**What you are asked to do**
Output every record below exactly as it appears.

(Point-based annotation data)
==========

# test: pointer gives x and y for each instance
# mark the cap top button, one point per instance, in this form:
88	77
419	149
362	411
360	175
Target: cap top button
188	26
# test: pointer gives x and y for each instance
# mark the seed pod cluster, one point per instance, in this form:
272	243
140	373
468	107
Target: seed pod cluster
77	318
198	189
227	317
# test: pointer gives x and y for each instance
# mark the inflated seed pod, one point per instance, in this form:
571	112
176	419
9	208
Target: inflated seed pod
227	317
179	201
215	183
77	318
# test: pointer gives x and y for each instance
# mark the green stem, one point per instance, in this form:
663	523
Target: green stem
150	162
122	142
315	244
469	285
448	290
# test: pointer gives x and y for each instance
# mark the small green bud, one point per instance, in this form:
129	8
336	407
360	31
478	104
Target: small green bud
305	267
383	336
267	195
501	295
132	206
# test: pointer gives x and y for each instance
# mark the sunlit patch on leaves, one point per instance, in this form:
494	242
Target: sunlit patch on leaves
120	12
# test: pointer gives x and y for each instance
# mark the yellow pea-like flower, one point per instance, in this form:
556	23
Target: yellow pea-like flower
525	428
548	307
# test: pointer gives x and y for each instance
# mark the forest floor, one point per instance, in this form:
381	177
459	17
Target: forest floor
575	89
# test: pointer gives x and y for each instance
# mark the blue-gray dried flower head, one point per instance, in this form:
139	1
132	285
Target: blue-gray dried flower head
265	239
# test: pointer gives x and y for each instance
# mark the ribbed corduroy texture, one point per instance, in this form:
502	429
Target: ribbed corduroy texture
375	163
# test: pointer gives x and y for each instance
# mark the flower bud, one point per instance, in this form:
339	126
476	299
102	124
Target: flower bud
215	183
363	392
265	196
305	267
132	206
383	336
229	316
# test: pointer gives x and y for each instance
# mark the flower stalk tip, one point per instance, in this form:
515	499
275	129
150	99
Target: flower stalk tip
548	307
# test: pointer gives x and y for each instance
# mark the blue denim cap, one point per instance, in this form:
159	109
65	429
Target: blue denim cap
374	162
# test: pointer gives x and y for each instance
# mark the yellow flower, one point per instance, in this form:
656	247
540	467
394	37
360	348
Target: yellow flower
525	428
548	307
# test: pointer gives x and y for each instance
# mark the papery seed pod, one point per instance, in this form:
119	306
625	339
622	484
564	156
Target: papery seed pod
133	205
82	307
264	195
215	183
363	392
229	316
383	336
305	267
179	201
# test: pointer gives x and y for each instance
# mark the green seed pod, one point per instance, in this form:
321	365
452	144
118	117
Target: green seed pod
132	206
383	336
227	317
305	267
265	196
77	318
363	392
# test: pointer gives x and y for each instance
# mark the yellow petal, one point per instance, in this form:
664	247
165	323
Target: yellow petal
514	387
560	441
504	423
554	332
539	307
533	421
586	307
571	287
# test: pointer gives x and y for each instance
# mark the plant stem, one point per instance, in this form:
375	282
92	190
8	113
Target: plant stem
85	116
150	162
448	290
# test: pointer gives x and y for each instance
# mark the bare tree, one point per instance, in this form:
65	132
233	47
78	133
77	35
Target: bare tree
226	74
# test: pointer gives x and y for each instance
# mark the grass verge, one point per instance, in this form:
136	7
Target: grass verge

==========

**Expected answer**
# test: pointer gives x and y for each instance
# mark the cap top button, one point per instance, in this form:
88	77
419	149
362	411
360	175
Target: cap top button
188	26
# test: pointer gives x and y for each instance
# mark the seed pod cluster, one point per instance, in this form:
272	243
140	373
468	107
Target: seed pod cluster
77	318
198	189
227	317
# test: pointer gives x and y for each instance
# mark the inflated seed pod, one point per instance, in this form:
571	112
176	419
9	208
Target: inflated seed pod
227	317
179	201
215	183
77	318
# test: pointer gives x and y for each instance
# mark the green stem, one point per instance, in this form:
663	523
Target: green stem
150	162
122	142
315	244
469	285
448	290
# test: pointer gives x and y for each instance
# mark the small green bud, one point per instance, in this form:
129	8
336	407
360	31
478	104
Target: small green bud
305	267
383	336
267	195
501	295
132	206
# test: pointer gives x and y for each instance
# mark the sunlit patch on leaves, one point per instance, in this form:
494	242
Target: sunlit patch on leaves
120	12
# test: pointer gives x and y for each instance
# mark the yellow pea-like flower, one point per instance, in this form:
556	23
Target: yellow pea-like flower
525	428
548	307
# test: pointer gives x and y for each instance
# mark the forest floor, one point per instance, in this form:
381	177
459	17
Target: forest floor
575	89
# test: pointer gives x and y for each instance
# mark the blue-gray dried flower head, one point per instance, in this form:
139	1
132	285
Target: blue-gray dried flower head
265	239
# test: pointer gives x and y for each instance
# mark the ribbed corduroy texture, one point per instance, in this form:
502	429
Target: ribbed corduroy texture
375	163
# test: pointer gives x and y for each instance
# mark the flower bud, one point per instance, in this form:
339	126
476	299
102	124
Target: flower bud
215	183
363	392
265	196
305	267
132	206
383	336
229	316
# test: pointer gives x and y for each instance
# mark the flower stalk tip, one point per instance, in this form:
515	499
275	129
150	99
Target: flower stalk tip
548	307
# test: pointer gives x and y for each instance
# mark the blue denim cap, one point per instance, in this form:
159	109
65	429
Target: blue denim cap
374	162
# test: pointer gives x and y for each instance
# mark the yellow flower, one point per instance, in this form:
656	247
540	467
394	37
360	348
Target: yellow flower
525	428
548	307
# test: pointer gives x and y for each instance
# mark the papery seed pod, one point per instance, in this form:
119	306
625	339
622	484
564	156
Target: papery seed pod
133	205
82	307
264	195
215	183
363	392
229	316
383	336
305	267
179	201
# test: pointer gives x and y for each instance
# mark the green seed pod, one point per instance, in this form:
321	365
452	144
118	117
Target: green seed pod
132	206
383	336
227	317
305	267
265	196
77	318
363	392
# test: pointer gives x and y for each instance
# mark the yellow petal, one point per instance, in this form:
664	247
165	323
Target: yellow petal
514	387
560	441
504	423
554	332
539	307
533	421
586	307
571	287
# test: pointer gives x and y for each instance
# mark the plant stem, one point per instance, in this form:
375	282
92	190
8	113
Target: plant stem
85	116
150	162
448	290
# test: pointer gives x and y for each instance
# mark the bare tree, one point per instance, in this form:
65	132
233	47
78	133
77	35
Target: bare tree
226	74
# test: pointer gives x and y for each instance
# mark the grass verge, one point per instance, in this form:
136	7
Target: grass verge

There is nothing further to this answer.